Problem 1: Copy the entries from the line containing "of the blank" through the end of the entries, including both ends, reproducing each line unchanged.

Text segment:
Bad leaver refers to situations when the employment relationship is ended due to (i) firing of a Beneficiary for cause or (a) violation by the Beneficiary of the laws governing the Relationships; (b) criminal conviction of the Beneficiary of a crime resulting from a malicious or negligent act; (ii) resignation by the Beneficiary not justified by the occurrence of (a) withdrawal from the employment relationship due to a Beneficiary's physical or mental disability (caused by illness or accident) resulting in inability to work for more than 6 (six) months; (b) death of the Beneficiary.
If the employment relationship is ended as a result of a good leaver situation before the Options are exercised, the Beneficiary will retain the right to exercise his/her awarded options proportionately to the length of his/her employment after the Grant Date, as against the length of time running between the Grant Date and the initial Option exercise date. Options that are not exercisable shall become void automatically, thereby releasing the Company from any obligation or liability.
Good leaver refers to situations when the employment relationship is ended due to (i) firing without cause; (ii) withdrawal from the employment relationship due to a Beneficiary's physical or mental disability (caused by illness or accident) resulting in inability to work for more than 6 (six) months; (iii) death of the beneficiary; (iv) retirement of the Beneficiary and (v) loss of the status of subsidiary by the company employing the Beneficiary.
The Options cancelled for whatever reason will return in the Board's availability, which may reaward them within a period of three years from the approval date of the regulations of the Plan.
4.9 Description of any other cause of plan cancellation
Options shall become void and will be no longer exercisable if the restrictions described in Section 4.6 above are violated.
Moreover, if the Company does not receive the Exercise Notice within the deadline established by the Board and stated in the Option Contract, or if the full Exercise price owed by the beneficiary is not paid to the Company within he required deadline, the Beneficiary shall lose permanently the right to exercise the awarded Options and the affected Options will be deemed to have been permanently cancelled, thereby releasing the Company and the Beneficiary from any existing obligations.
Aside from the situations described above, and without prejudice to the provisions explained in Section 3.3 above, there are no other causes of cancellation under the Plan.
4.10Reasons for a provision, if any, concerning the "redemption" by the company of the financial instruments subject of the plans, adopted pursuant to Articles 2357 and following of the Italian Civil Code; beneficiaries of the redemption, specifying whether the redemption applies only to certain employee categories; effect of the end of the employment relationship on the redemption
There is no provision giving the Company the right to redeem the Options object of the Plan and of the Shares deriving from their Exercise.
4.11Any loans or other subsidies that may be granted for the purchase of shares, pursuant to Article 2358, Section 8, of the Italian Civil Code
No provision has been made to grant loans or other subsidies for the purchase of Shares, pursuant to Article 2358, Section 8, of the Italian Civil Code.

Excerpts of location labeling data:

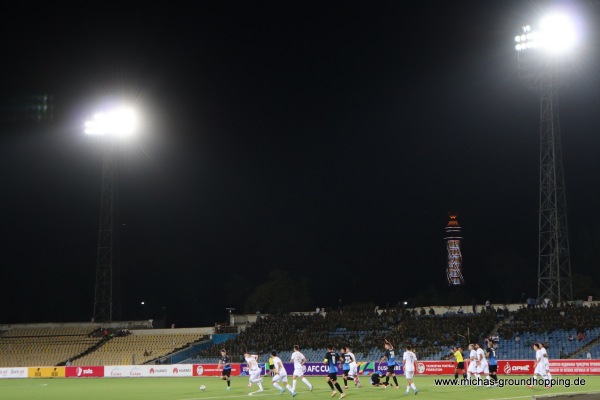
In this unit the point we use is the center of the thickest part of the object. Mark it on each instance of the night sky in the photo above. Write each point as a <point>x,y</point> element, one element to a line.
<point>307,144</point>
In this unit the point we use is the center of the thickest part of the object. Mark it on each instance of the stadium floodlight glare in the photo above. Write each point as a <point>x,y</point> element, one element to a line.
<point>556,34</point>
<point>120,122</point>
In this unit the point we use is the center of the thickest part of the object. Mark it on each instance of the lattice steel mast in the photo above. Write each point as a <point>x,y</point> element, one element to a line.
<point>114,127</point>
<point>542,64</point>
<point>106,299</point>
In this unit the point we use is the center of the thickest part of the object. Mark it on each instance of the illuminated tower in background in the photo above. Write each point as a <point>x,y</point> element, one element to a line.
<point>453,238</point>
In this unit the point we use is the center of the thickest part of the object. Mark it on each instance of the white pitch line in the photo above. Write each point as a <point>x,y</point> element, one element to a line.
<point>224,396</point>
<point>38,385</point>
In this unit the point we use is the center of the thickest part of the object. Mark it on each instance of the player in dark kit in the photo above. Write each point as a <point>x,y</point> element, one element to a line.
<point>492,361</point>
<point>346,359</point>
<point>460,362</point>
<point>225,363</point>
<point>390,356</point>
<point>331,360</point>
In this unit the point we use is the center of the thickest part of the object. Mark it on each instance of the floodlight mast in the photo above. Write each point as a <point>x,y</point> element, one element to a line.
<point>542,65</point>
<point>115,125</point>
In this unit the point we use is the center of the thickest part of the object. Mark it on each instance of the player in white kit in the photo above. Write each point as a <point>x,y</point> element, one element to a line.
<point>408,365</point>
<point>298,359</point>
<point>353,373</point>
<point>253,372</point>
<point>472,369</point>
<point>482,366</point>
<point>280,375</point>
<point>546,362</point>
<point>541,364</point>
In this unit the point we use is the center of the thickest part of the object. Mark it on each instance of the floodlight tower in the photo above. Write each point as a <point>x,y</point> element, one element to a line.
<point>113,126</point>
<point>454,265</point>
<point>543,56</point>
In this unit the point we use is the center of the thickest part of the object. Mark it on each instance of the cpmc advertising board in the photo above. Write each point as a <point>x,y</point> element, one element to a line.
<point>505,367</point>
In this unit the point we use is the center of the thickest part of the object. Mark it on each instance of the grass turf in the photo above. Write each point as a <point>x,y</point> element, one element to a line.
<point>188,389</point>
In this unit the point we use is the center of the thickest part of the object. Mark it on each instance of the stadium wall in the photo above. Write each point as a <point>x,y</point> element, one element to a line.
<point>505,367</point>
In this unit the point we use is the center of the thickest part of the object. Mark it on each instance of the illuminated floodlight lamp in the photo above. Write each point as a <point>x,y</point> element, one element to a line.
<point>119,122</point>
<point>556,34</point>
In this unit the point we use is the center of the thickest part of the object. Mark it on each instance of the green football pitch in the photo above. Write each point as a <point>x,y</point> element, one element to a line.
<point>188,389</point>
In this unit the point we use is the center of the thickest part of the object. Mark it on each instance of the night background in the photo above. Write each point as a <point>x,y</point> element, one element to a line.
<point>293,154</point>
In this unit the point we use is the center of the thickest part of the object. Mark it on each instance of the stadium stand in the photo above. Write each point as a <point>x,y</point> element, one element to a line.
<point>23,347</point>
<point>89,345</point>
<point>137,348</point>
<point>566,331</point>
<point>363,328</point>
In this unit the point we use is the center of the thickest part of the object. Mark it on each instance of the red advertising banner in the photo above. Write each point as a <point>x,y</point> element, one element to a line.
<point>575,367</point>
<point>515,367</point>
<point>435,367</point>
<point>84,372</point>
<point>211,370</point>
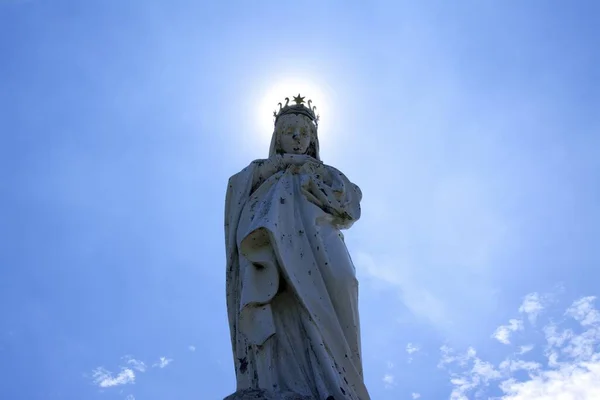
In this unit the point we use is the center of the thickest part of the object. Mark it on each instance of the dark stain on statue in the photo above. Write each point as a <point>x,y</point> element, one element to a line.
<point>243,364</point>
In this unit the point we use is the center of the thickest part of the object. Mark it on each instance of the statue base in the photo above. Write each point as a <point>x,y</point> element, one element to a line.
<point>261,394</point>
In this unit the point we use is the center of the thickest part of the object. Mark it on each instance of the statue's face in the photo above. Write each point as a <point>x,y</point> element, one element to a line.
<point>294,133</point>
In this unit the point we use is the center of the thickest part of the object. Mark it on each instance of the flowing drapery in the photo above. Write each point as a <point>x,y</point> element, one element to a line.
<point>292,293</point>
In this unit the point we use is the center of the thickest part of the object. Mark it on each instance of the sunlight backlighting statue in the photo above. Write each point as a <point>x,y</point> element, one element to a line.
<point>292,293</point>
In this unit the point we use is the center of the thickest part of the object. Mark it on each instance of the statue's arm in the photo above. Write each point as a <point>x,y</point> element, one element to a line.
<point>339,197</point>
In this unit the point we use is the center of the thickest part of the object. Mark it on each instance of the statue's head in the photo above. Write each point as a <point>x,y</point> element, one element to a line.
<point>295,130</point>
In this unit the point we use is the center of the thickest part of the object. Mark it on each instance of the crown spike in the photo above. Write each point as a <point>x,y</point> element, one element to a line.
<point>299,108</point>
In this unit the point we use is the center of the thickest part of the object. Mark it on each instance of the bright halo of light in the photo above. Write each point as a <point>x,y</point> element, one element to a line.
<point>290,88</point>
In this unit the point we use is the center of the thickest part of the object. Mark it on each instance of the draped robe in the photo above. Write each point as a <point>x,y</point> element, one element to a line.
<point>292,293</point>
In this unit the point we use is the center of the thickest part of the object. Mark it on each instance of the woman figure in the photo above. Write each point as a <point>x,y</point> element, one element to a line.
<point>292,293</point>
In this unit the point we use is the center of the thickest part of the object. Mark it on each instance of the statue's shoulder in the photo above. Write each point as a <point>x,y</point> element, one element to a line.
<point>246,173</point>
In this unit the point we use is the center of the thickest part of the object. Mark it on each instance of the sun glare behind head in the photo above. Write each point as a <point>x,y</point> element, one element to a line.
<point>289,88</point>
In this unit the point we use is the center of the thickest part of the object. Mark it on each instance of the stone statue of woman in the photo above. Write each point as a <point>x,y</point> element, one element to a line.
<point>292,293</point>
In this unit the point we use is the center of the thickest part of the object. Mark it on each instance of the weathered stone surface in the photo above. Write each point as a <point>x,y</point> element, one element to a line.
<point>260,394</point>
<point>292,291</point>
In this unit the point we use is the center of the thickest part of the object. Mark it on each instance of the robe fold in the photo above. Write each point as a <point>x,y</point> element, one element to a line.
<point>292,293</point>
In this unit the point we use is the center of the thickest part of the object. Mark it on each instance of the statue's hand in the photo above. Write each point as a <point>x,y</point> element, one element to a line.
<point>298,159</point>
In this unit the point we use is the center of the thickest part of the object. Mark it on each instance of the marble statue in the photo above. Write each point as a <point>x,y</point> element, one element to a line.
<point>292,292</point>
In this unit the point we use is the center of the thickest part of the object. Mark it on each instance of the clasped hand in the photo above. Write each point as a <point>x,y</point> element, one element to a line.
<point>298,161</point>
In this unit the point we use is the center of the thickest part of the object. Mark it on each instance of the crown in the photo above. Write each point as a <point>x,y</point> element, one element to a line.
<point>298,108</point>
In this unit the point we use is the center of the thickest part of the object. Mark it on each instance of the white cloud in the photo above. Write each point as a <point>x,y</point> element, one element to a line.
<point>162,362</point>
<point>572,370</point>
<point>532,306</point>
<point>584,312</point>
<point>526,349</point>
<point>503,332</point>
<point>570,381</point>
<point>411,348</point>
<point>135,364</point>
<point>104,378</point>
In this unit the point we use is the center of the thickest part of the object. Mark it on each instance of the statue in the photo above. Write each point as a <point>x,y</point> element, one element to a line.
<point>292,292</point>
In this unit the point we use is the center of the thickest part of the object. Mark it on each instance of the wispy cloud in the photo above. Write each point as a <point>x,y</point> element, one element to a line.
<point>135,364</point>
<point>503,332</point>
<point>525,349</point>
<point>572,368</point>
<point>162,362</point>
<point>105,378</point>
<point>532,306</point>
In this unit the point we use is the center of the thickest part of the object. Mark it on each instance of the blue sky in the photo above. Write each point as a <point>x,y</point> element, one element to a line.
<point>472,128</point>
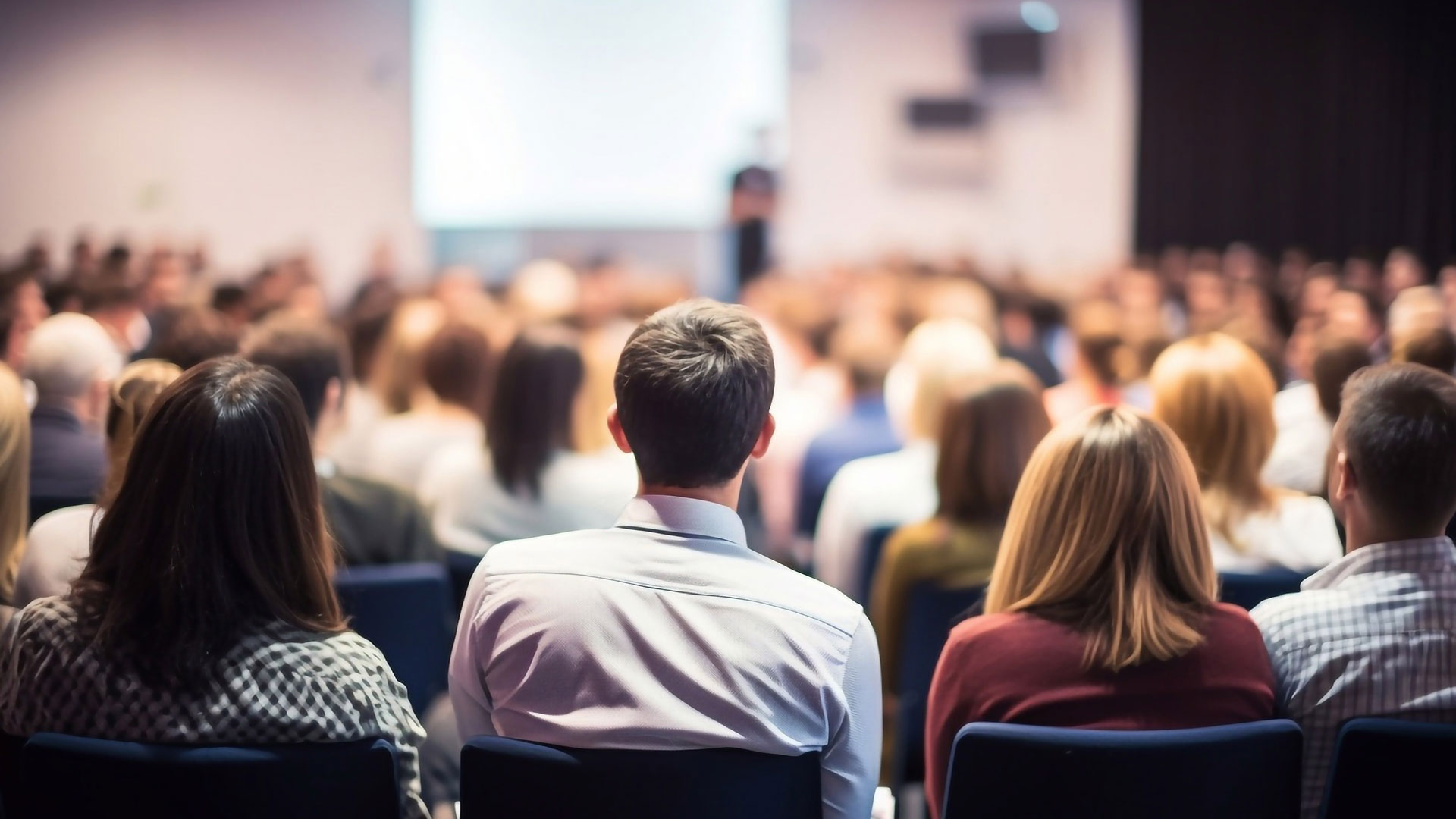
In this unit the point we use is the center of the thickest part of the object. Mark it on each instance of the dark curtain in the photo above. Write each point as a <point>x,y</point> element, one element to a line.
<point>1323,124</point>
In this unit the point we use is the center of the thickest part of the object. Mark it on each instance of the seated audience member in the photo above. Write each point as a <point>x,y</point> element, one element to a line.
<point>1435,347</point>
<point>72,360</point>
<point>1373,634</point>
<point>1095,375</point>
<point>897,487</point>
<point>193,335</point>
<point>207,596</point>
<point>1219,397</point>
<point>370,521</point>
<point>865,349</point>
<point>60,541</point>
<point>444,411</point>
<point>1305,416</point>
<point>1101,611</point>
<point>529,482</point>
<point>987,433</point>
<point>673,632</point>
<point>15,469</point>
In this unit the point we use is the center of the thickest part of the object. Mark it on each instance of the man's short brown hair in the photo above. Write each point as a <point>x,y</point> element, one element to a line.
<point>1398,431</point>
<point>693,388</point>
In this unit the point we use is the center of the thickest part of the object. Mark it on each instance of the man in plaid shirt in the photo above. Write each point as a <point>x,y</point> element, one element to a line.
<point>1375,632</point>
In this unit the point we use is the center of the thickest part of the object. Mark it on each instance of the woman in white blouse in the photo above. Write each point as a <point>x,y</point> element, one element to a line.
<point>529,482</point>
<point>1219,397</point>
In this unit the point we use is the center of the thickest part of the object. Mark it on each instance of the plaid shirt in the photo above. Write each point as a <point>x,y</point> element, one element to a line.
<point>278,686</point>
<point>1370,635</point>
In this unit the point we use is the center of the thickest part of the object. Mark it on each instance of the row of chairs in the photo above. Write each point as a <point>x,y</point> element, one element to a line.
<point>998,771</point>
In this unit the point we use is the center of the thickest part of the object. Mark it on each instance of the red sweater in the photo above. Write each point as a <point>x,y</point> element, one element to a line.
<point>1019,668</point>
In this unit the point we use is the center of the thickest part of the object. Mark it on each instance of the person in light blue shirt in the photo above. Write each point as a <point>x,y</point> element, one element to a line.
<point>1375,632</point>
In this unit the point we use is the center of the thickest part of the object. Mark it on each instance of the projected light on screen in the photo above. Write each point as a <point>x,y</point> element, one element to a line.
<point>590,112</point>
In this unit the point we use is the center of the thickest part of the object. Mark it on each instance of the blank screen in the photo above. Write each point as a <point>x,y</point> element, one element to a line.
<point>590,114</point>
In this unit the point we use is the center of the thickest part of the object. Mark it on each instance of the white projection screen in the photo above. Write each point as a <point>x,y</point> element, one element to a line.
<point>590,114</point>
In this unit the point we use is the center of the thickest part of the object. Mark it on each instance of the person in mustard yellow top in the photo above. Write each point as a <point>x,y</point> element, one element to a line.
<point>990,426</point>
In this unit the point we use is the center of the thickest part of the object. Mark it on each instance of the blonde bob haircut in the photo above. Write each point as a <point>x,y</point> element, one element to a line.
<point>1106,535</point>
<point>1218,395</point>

Problem 2: According to the stock option plan text, within what period may the Board reaward Options that have been cancelled?

Final answer 1:
In this unit the point we use is the center of the thickest part of the object. Mark it on each instance of the blank screen in the photo above. Write each point as a <point>x,y</point> element, one element to a line.
<point>590,114</point>
In this unit the point we use is the center of the thickest part of the object. Mark it on each instance of the white projection screen in the photo above. Write each point as a <point>x,y</point> element, one element to a line.
<point>590,114</point>
In this unit the point we use is the center of the thickest part of the object. Mark it on each instance of the person in mustard yellow top in the photo above. Write each point as a <point>x,y</point> element, one element to a line.
<point>990,426</point>
In this unit the point we use is the center of the thickest part of the object. Mark it on each instance of the blonde bob haircut in the photo above. Write each point as a <point>x,y</point> element, one element to a line.
<point>1106,535</point>
<point>1218,395</point>

Final answer 2: Within three years from the approval date of the Plan's regulations.